WHAT YOU NEED TO DO -
1. Using the Piaf review, answer each question:
(a) Who portrayed Piaf?
(b) In what year and city was Piaf born?
(c) What song did Piaf sing for Marcel Cerdan on the night he died?
2. For each statement, say whether the Piaf review supports it:
(a) The production was staged at Square Chapel in Halifax.
(b) Marcel Cerdan was a cycling champion.
(c) Piaf canceled her show on the night Cerdan died.

No regrets as Piaf’s tragic life is played out on Halifax stage

Emotional: Eve Loiseau portrayed Piaf with passion and skill
Emotional: Eve Loiseau portrayed Piaf with passion and skill

Piaf - the Songs

Square Chapel, Halifax

By Sandra Rout

Myths have grown up around the iconic French chanteuse Edith Piaf, but the power of her singing to move and enthrall has never been in question.

Her unique voice and emotional delivery made her France’s most popular singer and her songs reflected her life.

Born in Paris in 1915, Piaf grew up in her grandmother’s brothel and on the streets where she was discovered singing. She went on to become an international star but was always dogged by tristesse.

Her lover, boxing champion Marcel Cerdan, died in a plane crash on his way to see her perform in New York. That night she continued with the show, singing Hymne a l’Amour for him.

[Natural-language object grounding data]
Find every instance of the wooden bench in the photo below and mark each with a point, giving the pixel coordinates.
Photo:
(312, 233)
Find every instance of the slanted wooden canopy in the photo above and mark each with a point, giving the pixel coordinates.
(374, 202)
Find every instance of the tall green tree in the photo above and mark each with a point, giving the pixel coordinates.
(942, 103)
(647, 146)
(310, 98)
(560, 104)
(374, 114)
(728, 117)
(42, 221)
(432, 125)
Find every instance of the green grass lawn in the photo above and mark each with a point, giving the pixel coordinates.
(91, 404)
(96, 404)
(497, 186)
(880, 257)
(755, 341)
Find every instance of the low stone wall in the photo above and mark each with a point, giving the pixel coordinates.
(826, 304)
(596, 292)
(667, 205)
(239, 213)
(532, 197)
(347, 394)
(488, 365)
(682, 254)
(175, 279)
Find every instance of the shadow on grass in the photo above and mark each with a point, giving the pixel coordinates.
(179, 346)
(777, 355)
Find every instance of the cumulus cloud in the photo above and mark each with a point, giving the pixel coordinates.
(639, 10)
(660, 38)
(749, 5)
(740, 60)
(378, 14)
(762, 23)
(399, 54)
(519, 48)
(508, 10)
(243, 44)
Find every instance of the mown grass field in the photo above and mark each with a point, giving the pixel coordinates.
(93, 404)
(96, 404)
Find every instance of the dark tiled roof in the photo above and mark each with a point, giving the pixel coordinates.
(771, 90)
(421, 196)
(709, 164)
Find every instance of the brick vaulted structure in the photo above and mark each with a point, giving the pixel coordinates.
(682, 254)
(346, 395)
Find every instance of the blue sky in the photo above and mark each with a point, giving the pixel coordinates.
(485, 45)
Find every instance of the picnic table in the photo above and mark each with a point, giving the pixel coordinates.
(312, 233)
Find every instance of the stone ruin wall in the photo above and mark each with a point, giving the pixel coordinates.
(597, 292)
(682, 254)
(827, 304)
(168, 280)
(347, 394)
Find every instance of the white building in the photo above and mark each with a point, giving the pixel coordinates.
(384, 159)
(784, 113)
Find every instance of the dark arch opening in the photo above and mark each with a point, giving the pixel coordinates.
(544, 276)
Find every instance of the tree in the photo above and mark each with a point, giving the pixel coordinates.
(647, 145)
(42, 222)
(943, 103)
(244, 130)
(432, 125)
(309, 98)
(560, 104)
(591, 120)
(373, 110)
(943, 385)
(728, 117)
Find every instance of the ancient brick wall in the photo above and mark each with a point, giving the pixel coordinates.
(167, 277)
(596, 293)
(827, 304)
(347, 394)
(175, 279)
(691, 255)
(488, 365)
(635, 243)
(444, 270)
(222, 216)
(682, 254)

YOUR WRITTEN ANSWERS -
1.
(a) Eve Loiseau
(b) 1915, Paris
(c) Hymne a l'Amour

2.
(a) Yes: "Square Chapel, Halifax"
(b) No: "Her lover, boxing champion Marcel Cerdan"
(c) No: "That night she continued with the show"